* INSTRUCTIONS FOR THE TASK: Copy out the data that comes next, character for character, and leave the images aside.
DATA FOR THIS EXERCISE START
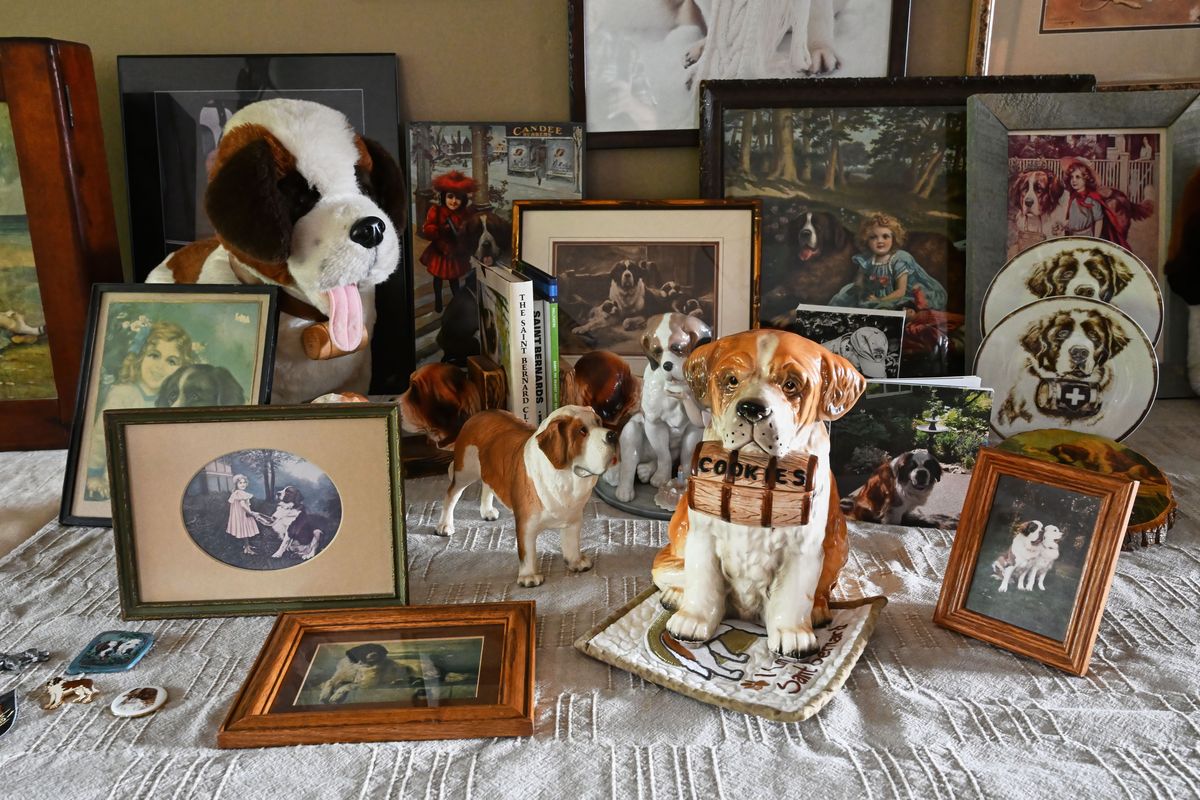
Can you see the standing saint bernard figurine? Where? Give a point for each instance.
(767, 542)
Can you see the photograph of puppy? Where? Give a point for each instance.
(905, 453)
(1102, 184)
(262, 509)
(610, 289)
(1032, 555)
(871, 340)
(1068, 362)
(1077, 266)
(401, 672)
(646, 59)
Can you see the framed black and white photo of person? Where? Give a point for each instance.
(160, 346)
(1033, 558)
(1120, 42)
(864, 196)
(174, 109)
(1110, 166)
(636, 67)
(222, 511)
(621, 262)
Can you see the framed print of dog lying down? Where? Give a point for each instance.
(256, 510)
(619, 263)
(389, 674)
(1035, 555)
(1109, 164)
(863, 185)
(161, 347)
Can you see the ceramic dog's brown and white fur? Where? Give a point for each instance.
(771, 391)
(545, 475)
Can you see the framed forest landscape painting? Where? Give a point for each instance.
(637, 67)
(54, 241)
(864, 197)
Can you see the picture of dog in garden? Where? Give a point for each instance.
(1032, 555)
(262, 509)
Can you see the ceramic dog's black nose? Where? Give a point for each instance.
(367, 232)
(753, 411)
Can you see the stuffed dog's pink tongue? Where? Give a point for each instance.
(346, 317)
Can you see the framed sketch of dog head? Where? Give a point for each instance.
(863, 185)
(388, 674)
(155, 346)
(1033, 557)
(256, 510)
(1109, 164)
(636, 67)
(622, 263)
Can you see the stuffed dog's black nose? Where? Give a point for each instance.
(367, 232)
(753, 411)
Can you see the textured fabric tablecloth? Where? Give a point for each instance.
(927, 713)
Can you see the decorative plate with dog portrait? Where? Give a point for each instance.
(1077, 266)
(1068, 362)
(262, 509)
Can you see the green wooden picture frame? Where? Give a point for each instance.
(169, 564)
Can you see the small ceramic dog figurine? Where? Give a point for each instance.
(667, 428)
(545, 475)
(771, 394)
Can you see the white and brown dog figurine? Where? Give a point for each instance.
(897, 488)
(545, 475)
(299, 200)
(769, 392)
(669, 427)
(69, 690)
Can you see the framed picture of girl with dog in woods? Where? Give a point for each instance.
(1035, 555)
(257, 510)
(864, 198)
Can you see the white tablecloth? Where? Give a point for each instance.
(927, 714)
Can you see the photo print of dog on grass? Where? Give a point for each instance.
(262, 509)
(1032, 555)
(863, 208)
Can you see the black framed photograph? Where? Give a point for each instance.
(159, 346)
(173, 112)
(863, 185)
(637, 67)
(251, 510)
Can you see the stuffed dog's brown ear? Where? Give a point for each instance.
(841, 385)
(385, 184)
(556, 443)
(244, 200)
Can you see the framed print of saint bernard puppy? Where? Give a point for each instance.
(1079, 364)
(1035, 555)
(1078, 266)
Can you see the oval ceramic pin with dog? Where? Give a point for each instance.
(138, 702)
(1077, 266)
(1068, 362)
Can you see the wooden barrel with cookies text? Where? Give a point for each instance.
(751, 488)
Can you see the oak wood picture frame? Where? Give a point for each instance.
(382, 541)
(1115, 495)
(49, 88)
(897, 65)
(252, 721)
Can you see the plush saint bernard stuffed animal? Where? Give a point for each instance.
(299, 200)
(771, 394)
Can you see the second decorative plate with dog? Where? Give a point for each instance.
(1068, 362)
(1079, 266)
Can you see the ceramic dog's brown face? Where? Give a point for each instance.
(768, 388)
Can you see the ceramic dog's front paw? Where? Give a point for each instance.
(532, 579)
(792, 642)
(691, 627)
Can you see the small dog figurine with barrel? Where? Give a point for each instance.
(760, 533)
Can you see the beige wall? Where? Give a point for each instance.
(459, 59)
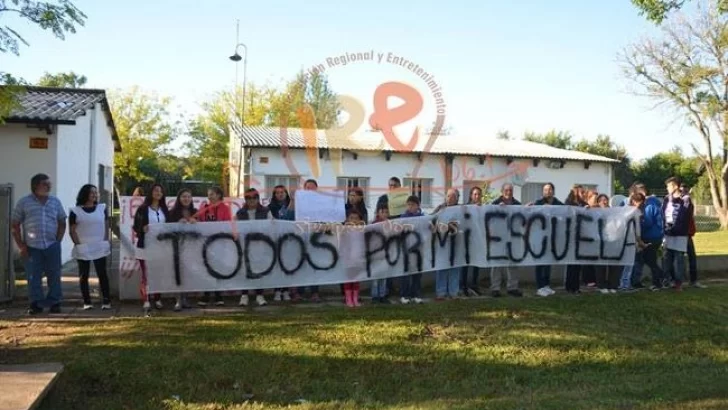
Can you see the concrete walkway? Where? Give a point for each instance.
(22, 387)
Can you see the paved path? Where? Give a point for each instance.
(22, 387)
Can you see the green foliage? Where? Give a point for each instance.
(657, 10)
(62, 80)
(655, 170)
(60, 17)
(145, 131)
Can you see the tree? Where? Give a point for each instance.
(557, 139)
(655, 170)
(686, 69)
(145, 131)
(62, 80)
(60, 17)
(209, 133)
(657, 10)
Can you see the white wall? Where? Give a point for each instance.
(563, 179)
(371, 165)
(464, 168)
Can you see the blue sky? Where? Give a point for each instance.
(518, 66)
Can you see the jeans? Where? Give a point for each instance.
(625, 282)
(496, 278)
(674, 265)
(302, 290)
(692, 261)
(84, 270)
(543, 276)
(410, 286)
(379, 288)
(648, 256)
(44, 261)
(475, 278)
(447, 282)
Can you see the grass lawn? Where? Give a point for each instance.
(711, 243)
(633, 351)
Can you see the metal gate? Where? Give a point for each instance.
(7, 268)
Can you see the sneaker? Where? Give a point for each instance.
(34, 309)
(543, 292)
(515, 293)
(244, 300)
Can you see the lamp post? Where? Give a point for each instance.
(237, 58)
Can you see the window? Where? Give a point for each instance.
(344, 183)
(531, 191)
(271, 181)
(421, 188)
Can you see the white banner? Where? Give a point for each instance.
(129, 270)
(278, 254)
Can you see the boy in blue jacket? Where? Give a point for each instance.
(411, 285)
(652, 234)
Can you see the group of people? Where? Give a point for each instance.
(39, 225)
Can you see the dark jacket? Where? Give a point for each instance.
(383, 202)
(542, 201)
(652, 220)
(260, 213)
(682, 209)
(500, 200)
(362, 210)
(141, 219)
(279, 208)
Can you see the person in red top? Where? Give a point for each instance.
(215, 210)
(692, 258)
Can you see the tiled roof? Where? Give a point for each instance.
(445, 144)
(49, 105)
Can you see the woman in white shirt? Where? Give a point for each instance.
(89, 230)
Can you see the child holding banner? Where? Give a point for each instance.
(183, 211)
(215, 210)
(411, 285)
(153, 210)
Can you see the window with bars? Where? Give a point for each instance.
(344, 183)
(421, 188)
(271, 181)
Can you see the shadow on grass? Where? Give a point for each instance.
(594, 351)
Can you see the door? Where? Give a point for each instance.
(7, 271)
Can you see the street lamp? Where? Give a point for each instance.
(237, 58)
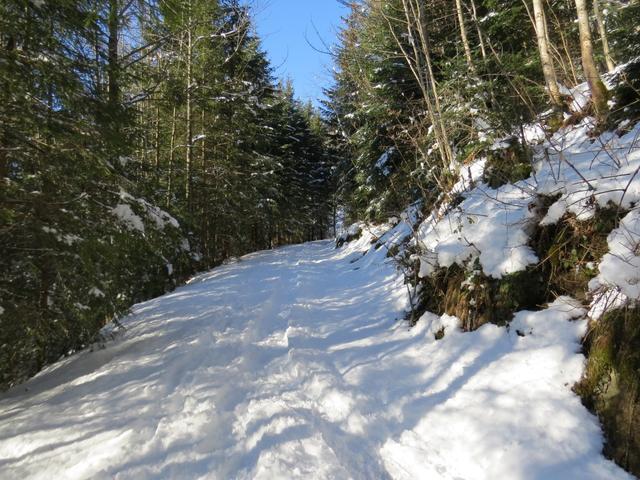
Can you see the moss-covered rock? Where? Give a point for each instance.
(570, 250)
(477, 299)
(611, 385)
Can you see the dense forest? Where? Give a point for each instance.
(142, 141)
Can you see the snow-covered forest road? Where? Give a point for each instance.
(296, 363)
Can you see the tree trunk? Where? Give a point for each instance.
(112, 57)
(463, 36)
(483, 50)
(598, 90)
(603, 36)
(545, 57)
(172, 145)
(189, 129)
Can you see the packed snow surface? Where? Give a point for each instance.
(295, 363)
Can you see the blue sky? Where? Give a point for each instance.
DATA FOR THIS EXERCISE END
* REPLY TO THE EXERCISE:
Can you see the standing saint bernard figurine? Where? Give a point for each instance.
(767, 542)
Can you see the photograph of puppy? Where? Give a point for each instance.
(905, 453)
(1102, 184)
(262, 509)
(610, 289)
(1032, 555)
(871, 340)
(1068, 362)
(1077, 266)
(401, 672)
(646, 59)
Can you see the framed black and white photo of person? Where? Give a point for each instance.
(160, 346)
(1033, 558)
(1120, 42)
(864, 196)
(174, 109)
(1110, 166)
(636, 67)
(222, 511)
(621, 262)
Can you see the framed print of dog lying down? Where? Give a point for each instance.
(256, 510)
(619, 263)
(389, 674)
(1035, 555)
(1109, 164)
(863, 185)
(161, 347)
Can you see the ceramic dog's brown and white fur? Where? Give a point for each instance.
(771, 391)
(545, 475)
Can you see the framed forest landscape painting? Where? Give a point for each instance.
(637, 67)
(54, 241)
(864, 197)
Can you see the picture of dog in garden? Where? Give a point for each instance.
(1032, 555)
(262, 509)
Can you see the ceramic dog's black nose? Where? Give a point for each instance.
(367, 232)
(753, 411)
Can you see the stuffed dog's pink tongue? Where? Give a point for each instance.
(346, 317)
Can you see the framed sketch of dog head? Where? Give a point for each instance.
(863, 185)
(388, 674)
(155, 346)
(1033, 557)
(256, 510)
(1109, 164)
(636, 67)
(622, 263)
Can you see the stuffed dog's black nose? Where? Give a point for each instance.
(367, 232)
(753, 411)
Can you see the textured fabric tablecloth? Where? Give a point for each instance.
(927, 713)
Can you see the decorative plate with dog portrait? Where? Give a point for each instance.
(1077, 266)
(1068, 362)
(262, 509)
Can you see the green wooden picture frame? Where? Give a point for each instance.
(169, 564)
Can you see the small ceramic dog figurine? Where? Give a point for each instance.
(667, 428)
(545, 475)
(771, 394)
Can you see the white and brown dog figurine? Where? Give a point for each instance.
(897, 488)
(545, 475)
(299, 200)
(769, 392)
(669, 427)
(69, 690)
Can you see the framed picture of girl with dog in woods? Where? Give a point for each instance.
(1035, 555)
(257, 510)
(864, 198)
Can you see the white tablecloth? Where? Give a point for each instance.
(927, 714)
Can you see the photo print of dog on grass? Where? Give a point for each instance.
(262, 509)
(1032, 555)
(863, 208)
Can you see the black framed photograph? Where? Give a point for each instance.
(159, 346)
(173, 112)
(863, 185)
(637, 67)
(251, 510)
Can you see the stuffed dog's brown ear? Where? Give a point for each instance.
(841, 385)
(385, 184)
(556, 443)
(244, 200)
Can you see the framed print of saint bernard puppy? Where? Give a point for each instance.
(1079, 364)
(1035, 555)
(1078, 266)
Can you see the oval ceramic pin with dog? Where? Give a point for each instance.
(138, 702)
(1077, 266)
(1068, 362)
Can you see the wooden barrel with cookies text? Where? Give a point for each instance.
(751, 488)
Can you see the oak wood picture frame? Where? Give a point for each instance.
(382, 541)
(1115, 495)
(49, 88)
(897, 65)
(252, 721)
Can you see the plush saint bernard stuffed animal? Where? Give a point for each instance.
(299, 200)
(771, 394)
Can you see the second decorative plate with dog? Where? Give a point for each instance.
(1068, 362)
(1079, 266)
Can you see the ceramic dog's brown face? Where? Give a point for each instance.
(768, 388)
Can you see the ceramic dog's front paw? Where? Give a point for each instance.
(532, 579)
(792, 642)
(691, 627)
Can you see the small dog figurine with barrel? Where? Give a point for each instance.
(760, 533)
Can you see the beige wall? Where? Give a point for each instance.
(459, 59)
Can you see the concrete walkway? Where? Give a point for each instance.
(22, 387)
Can you see the paved path? Where? Give a point for each instance.
(22, 387)
Can you see the green foliage? Where? Give a point for each instance.
(657, 10)
(62, 80)
(655, 170)
(60, 17)
(145, 131)
Can you see the tree? Where? Give a point for each instance.
(557, 139)
(655, 170)
(686, 69)
(145, 131)
(62, 80)
(60, 17)
(209, 133)
(657, 10)
Can you see the white wall? Where? Give a point for each instance.
(563, 179)
(371, 165)
(464, 168)
Can you see the blue sky? Where? Give a point for each instance.
(518, 66)
Can you see the jeans? Where? Give a point for each instance.
(625, 282)
(496, 278)
(674, 265)
(302, 290)
(692, 261)
(84, 270)
(543, 276)
(410, 286)
(379, 288)
(648, 256)
(44, 261)
(475, 278)
(447, 282)
Can you see the grass lawn? Where? Give a point for each instance.
(711, 243)
(633, 351)
Can you see the metal gate? Where? Give a point for each instance.
(7, 268)
Can you see the sneaker? Where? Give a point for each instance.
(34, 309)
(543, 292)
(515, 293)
(244, 300)
Can you see the lamp post? Where? Give a point for each instance.
(237, 58)
Can you see the window? Where? Give a point for each instance.
(344, 183)
(531, 191)
(271, 181)
(421, 188)
Can you see the white banner? Where? Give a point for each instance.
(129, 270)
(278, 254)
Can you see the boy in blue jacket? Where? Give a point for each instance.
(411, 285)
(652, 234)
Can you see the group of people? Where? Give a point for each instance.
(39, 225)
Can you see the dark jacket? Where? Give a point for each instance.
(383, 202)
(542, 201)
(652, 220)
(260, 213)
(682, 209)
(500, 200)
(362, 210)
(141, 219)
(279, 208)
Can you see the person in red top? Where? Give a point for each instance.
(215, 210)
(692, 258)
Can you see the tiled roof? Where? Give a point for each instance.
(445, 144)
(49, 105)
Can you see the woman in white shirt? Where? Give a point for each instance.
(89, 230)
Can you see the child holding banner? Where? Give a point for each instance.
(183, 211)
(215, 210)
(411, 285)
(153, 210)
Can you see the window with bars? Where? Give a point for each instance.
(344, 183)
(421, 188)
(271, 181)
Can you see the shadow on grass? Where? Give a point for each instance.
(594, 351)
Can you see the door? Where? Give a point for each instance.
(7, 271)
Can you see the street lamp? Where? Give a point for each instance.
(237, 58)
Can you see the moss-covered rock? Where? Give a point for each instance.
(570, 250)
(477, 299)
(611, 385)
Can you see the dense forest? Where? Give a point for each instance.
(142, 141)
Can you see the snow-covered forest road? Where? Give a point for each instance.
(296, 363)
Can you see the tree trunk? Where? Give a point for each instance.
(112, 57)
(463, 36)
(483, 50)
(598, 90)
(603, 36)
(545, 57)
(172, 145)
(189, 129)
Can you see the packed snow surface? Where? Give a point for each instance.
(295, 363)
Can you see the blue sky? Where? Give a point for each instance.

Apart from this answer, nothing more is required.